* Material provided:

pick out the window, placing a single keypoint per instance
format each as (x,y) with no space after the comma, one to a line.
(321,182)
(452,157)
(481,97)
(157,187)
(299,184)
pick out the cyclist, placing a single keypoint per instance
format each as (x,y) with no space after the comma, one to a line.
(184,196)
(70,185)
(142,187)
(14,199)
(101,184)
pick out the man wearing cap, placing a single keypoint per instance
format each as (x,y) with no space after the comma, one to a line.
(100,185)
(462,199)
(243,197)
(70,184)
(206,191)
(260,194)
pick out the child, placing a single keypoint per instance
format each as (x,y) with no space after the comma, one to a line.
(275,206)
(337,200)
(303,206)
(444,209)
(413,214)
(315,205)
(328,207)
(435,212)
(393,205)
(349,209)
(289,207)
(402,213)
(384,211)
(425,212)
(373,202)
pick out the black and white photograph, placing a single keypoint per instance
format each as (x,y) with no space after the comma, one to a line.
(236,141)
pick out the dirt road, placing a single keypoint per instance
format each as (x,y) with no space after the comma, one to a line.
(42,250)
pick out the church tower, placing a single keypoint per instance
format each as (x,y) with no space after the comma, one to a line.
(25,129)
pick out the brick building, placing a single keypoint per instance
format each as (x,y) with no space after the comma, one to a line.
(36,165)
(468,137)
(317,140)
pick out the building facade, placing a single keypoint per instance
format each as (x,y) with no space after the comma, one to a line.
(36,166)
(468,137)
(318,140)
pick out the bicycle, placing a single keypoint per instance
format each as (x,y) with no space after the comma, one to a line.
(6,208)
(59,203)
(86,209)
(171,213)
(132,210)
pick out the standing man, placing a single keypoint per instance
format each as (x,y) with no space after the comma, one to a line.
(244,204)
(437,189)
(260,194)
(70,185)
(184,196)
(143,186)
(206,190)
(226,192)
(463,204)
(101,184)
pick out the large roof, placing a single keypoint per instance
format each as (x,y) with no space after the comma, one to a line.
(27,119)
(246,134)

* * *

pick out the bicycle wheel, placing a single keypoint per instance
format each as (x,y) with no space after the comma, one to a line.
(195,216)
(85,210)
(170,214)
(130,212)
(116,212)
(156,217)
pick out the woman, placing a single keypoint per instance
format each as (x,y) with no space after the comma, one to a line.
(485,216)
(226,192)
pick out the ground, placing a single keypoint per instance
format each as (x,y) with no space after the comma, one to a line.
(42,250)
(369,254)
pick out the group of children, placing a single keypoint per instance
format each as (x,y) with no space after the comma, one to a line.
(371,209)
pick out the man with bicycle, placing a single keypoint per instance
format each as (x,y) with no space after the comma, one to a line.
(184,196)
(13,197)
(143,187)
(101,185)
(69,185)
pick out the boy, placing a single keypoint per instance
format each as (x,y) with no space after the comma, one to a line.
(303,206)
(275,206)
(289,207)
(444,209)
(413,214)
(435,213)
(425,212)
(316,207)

...

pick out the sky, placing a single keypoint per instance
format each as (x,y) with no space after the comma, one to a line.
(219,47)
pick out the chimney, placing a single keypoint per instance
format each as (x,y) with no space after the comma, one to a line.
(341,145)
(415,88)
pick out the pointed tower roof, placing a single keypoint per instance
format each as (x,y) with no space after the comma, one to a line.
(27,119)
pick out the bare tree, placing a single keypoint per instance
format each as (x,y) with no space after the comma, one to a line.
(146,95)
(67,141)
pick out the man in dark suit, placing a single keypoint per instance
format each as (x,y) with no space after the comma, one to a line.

* Problem requirements: Please gather every line of the data above that contains the word "building".

* Response:
pick out the brick building, placing a single keypoint per instance
pick out the building facade, placing a single keypoint per instance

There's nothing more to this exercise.